● **Task brief**: Please go through the records below and return every line holding the word "white".

[[ Input, beginning ]]

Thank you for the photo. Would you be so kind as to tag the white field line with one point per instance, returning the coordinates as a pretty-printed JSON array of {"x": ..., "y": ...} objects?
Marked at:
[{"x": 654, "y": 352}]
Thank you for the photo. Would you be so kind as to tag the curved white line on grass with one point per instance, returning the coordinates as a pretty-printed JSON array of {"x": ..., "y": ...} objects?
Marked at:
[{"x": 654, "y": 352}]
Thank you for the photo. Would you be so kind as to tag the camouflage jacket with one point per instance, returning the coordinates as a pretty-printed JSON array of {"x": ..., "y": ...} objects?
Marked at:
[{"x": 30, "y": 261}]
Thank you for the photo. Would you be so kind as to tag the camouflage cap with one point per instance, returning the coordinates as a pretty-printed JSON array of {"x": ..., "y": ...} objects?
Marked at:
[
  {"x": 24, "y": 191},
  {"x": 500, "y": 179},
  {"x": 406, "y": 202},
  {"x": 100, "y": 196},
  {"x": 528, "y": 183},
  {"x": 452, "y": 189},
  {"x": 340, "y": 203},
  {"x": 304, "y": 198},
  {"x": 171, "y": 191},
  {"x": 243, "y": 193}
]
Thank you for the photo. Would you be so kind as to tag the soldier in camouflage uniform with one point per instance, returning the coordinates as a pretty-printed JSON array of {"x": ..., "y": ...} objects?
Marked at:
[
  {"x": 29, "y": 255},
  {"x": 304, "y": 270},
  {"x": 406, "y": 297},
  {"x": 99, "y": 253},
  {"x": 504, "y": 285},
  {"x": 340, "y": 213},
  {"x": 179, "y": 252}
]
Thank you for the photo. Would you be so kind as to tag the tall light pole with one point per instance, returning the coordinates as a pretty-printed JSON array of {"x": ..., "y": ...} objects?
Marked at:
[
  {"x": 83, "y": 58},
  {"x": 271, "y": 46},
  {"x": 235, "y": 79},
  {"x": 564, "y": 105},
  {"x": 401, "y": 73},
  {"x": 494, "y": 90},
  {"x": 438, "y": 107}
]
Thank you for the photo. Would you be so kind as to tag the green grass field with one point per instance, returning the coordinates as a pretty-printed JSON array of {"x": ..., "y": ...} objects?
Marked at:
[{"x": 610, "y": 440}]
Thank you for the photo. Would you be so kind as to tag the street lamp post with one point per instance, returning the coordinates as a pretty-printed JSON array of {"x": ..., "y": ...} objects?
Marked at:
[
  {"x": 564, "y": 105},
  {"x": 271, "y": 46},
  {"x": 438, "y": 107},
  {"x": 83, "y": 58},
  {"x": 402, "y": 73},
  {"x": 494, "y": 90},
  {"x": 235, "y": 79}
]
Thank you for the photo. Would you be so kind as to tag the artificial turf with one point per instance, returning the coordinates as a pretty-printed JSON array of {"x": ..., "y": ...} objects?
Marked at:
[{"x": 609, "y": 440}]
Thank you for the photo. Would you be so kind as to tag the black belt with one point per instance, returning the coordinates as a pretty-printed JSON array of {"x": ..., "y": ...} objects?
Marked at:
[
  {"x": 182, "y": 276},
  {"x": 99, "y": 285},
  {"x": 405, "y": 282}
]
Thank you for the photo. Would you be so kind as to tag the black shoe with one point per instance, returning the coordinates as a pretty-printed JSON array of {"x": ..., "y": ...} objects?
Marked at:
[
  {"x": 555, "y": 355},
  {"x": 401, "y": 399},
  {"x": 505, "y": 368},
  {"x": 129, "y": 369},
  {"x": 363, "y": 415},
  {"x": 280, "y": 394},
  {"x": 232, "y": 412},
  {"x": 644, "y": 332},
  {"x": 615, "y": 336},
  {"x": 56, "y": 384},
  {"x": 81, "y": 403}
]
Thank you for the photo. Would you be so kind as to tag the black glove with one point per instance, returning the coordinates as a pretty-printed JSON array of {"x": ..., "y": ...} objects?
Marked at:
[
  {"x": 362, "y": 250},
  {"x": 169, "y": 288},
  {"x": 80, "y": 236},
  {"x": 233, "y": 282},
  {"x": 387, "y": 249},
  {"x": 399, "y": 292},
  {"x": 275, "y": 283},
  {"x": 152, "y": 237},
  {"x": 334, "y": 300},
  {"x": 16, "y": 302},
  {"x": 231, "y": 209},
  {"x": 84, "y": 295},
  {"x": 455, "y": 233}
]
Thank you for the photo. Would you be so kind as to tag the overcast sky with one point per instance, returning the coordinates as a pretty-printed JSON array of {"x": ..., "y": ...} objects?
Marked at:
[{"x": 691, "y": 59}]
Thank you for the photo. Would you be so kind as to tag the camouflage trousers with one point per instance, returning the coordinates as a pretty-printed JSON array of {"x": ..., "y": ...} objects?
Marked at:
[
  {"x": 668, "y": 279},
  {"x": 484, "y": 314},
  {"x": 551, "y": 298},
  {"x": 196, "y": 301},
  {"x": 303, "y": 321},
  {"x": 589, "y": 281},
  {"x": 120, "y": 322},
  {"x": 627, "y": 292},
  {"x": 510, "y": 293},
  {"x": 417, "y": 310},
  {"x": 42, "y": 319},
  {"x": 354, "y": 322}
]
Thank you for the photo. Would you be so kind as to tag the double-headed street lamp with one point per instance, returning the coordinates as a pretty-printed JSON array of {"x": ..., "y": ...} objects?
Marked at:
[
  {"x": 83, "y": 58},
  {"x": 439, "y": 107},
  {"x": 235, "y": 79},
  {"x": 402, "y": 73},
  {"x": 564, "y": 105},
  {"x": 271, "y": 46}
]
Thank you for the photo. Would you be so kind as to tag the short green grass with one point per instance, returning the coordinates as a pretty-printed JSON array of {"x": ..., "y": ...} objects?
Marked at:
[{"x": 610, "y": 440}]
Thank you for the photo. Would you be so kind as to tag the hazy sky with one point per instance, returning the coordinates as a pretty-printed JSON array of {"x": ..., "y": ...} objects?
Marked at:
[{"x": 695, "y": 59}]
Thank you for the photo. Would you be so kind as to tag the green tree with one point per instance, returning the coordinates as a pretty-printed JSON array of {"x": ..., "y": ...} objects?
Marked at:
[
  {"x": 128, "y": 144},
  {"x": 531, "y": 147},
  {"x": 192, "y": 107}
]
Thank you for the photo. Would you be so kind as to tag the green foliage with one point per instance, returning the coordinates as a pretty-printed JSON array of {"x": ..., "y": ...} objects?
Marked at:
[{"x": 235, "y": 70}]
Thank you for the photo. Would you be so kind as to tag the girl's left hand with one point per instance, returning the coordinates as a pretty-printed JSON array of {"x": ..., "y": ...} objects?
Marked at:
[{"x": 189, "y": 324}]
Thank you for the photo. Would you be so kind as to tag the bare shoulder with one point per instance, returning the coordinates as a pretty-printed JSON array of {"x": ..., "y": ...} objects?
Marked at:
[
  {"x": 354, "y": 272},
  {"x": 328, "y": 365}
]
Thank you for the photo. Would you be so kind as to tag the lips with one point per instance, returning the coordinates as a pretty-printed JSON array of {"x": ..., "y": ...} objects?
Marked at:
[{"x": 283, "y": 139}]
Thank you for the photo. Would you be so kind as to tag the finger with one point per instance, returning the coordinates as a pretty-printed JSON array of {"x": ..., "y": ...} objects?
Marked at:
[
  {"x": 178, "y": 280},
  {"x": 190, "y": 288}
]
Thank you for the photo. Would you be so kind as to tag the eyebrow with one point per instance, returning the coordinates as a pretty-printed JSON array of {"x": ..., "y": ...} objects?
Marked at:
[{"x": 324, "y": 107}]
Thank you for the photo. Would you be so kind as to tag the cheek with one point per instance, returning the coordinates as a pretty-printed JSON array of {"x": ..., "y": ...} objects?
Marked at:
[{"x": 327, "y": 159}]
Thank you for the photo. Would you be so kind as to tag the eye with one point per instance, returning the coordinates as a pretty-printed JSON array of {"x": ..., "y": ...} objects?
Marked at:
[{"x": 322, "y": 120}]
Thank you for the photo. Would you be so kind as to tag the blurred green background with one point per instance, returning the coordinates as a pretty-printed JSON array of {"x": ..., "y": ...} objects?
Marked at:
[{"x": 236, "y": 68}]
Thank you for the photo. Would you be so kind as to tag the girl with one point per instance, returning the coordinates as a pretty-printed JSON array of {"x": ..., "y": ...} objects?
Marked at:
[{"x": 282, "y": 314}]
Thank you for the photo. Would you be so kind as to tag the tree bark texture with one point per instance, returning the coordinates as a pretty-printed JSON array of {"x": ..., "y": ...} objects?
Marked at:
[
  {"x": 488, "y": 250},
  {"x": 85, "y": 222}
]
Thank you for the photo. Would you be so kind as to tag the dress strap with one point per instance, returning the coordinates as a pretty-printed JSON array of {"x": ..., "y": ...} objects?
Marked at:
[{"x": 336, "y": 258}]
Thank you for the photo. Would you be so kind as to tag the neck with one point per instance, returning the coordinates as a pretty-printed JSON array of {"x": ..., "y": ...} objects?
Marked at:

[[ Input, end ]]

● **Answer box**:
Thank you for the photo. Would you be so kind as to tag the white field line with one point per instance, returning the coordinates as a pretty-printed JSON array of {"x": ..., "y": ...} objects?
Thank you for the photo. Would you be so kind as to tag the curved white line on grass with one point per instance, returning the coordinates as a pretty-printed JSON array of {"x": ..., "y": ...} objects?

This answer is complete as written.